SELECTED EXTRACT Start Marker

Lampropoulos returned home to Greece in 2008, joining Greek Basket League outfit AEL Larissa. He moved to the Greek second division the next season, joining Iraklis, with whom he obtained a league promotion. In the 2011–12 season, he started the season with Iraklis, in the Greek first division, before returning to Tenerife CB in, February 2011.

The Greek stayed with Tenerife until 2015, as the Canarians were promoted to the Spanish first division, Liga ACB in 2012. He would miss nearly the whole 2013–14 season, after suffering an ACL injury to his left ankle, during a preseason game. He returned in May 2014, with a double-double (11 points and 10 rebounds in less than 20 minutes) in an ACB game.

When Tenerife did not keep him following the 2014–15 season, Lampropoulos started training in Italy, with the Italian League side Vanoli Cremona, in August, with the club planning to keep him until September.

In 2015, Lampropoulos signed an open contract with an opt-out option with Arkadikos of the Greek Basket League. He left the club on January 8, 2016, and signed with the Greek club Apollon Patras.

Lampropoulos moved to the Argentine League club Ferro Carril Oeste in 2016, where he finished the 2015–16 season. For the 2016–17 season, he joined the Argentine League club Boca Juniors.

SELECTED EXTRACT End Marker
DATA FOR REVIEW Start Marker

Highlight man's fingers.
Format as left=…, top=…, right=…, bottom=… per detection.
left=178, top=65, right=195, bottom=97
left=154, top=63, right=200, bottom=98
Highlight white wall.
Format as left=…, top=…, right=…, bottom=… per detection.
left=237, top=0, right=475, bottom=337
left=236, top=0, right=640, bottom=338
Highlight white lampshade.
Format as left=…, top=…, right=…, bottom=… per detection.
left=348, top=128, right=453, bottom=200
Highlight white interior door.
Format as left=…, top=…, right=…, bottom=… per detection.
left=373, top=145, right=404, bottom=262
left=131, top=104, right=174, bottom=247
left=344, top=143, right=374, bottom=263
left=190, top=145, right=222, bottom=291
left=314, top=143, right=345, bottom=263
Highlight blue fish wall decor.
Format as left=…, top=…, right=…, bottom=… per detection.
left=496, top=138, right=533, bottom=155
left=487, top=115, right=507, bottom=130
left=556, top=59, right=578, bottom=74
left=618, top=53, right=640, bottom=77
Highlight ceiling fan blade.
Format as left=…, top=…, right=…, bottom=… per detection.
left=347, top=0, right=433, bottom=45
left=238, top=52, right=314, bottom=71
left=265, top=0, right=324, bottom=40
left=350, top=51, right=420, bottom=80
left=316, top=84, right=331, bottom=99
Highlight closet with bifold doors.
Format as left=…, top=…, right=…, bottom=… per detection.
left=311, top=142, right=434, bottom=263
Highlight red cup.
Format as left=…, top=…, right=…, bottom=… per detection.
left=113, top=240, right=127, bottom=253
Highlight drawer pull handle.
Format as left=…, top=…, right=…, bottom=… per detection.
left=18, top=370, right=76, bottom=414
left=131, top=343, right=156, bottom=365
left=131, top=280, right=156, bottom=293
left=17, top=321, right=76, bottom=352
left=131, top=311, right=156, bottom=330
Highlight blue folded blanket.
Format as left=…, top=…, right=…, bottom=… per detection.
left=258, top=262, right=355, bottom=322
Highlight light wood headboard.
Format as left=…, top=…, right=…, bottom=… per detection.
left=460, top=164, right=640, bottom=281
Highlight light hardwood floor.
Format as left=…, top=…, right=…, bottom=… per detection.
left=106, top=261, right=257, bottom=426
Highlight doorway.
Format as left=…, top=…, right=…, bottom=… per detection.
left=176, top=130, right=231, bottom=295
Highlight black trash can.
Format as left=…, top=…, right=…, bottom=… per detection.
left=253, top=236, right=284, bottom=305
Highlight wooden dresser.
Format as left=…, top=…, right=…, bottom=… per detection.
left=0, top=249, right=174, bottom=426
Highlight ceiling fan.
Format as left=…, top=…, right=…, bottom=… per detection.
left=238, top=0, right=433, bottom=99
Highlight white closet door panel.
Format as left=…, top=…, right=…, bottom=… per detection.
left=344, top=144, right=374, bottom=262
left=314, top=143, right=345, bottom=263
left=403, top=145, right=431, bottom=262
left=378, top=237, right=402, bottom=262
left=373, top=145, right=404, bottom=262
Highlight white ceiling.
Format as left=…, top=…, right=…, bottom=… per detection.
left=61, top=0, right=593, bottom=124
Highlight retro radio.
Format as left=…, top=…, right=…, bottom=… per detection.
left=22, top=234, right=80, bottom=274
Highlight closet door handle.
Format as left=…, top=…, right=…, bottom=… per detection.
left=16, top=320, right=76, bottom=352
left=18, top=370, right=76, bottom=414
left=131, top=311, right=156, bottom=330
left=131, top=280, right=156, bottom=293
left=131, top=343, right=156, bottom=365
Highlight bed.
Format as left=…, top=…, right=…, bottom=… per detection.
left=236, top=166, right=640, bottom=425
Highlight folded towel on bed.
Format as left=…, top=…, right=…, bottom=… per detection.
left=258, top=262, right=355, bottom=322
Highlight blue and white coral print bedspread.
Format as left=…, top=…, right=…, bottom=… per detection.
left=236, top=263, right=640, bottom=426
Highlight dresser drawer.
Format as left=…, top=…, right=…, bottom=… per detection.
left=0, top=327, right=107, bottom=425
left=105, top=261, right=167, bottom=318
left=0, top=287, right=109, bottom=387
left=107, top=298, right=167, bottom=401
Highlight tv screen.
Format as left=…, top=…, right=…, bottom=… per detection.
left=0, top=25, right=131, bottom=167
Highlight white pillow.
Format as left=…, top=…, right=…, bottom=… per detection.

DATA FOR REVIEW End Marker

QUESTIONS.
A. Retype, word for word, the part of the account of Lampropoulos's basketball career that opens with the words containing "The Greek stayed" and closes with "him until September.".
B. Extend the account of Lampropoulos's basketball career, picking up after its last sentence.

ANSWERS TO THIS EXERCISE.
A.
The Greek stayed with Tenerife until 2015, as the Canarians were promoted to the Spanish first division, Liga ACB in 2012. He would miss nearly the whole 2013–14 season, after suffering an ACL injury to his left ankle, during a preseason game. He returned in May 2014, with a double-double (11 points and 10 rebounds in less than 20 minutes) in an ACB game.

When Tenerife did not keep him following the 2014–15 season, Lampropoulos started training in Italy, with the Italian League side Vanoli Cremona, in August, with the club planning to keep him until September.

B.
In August 2021, Lampropoulos signed with Njarðvík of the Úrvalsdeild karla. On 18 September he scored 20 points in Njarðvík's 97–93 win against Stjarnan in the Icelandic Cup final, ending the clubs 16 year major title draught. On 2 October 2021, he had 26 points and 11 rebounds in Njarðvík's 100–113 loss against Þór Þorlákshöfn in the Icelandic Super Cup. For the season in the Úrvalsdeild, he averaged 16.2 points and team leading 9.6 rebounds per game, helping Njarðvík to the best record in the league.

Lampropoulos remained in the Úrvalsdeild the following season, signing with Þór Þorlákshöfn in June 2022.

In May 2024, Lampropoulos signed with 1. deild karla club Hamar.

In June 2025, he signed with Fjölnir.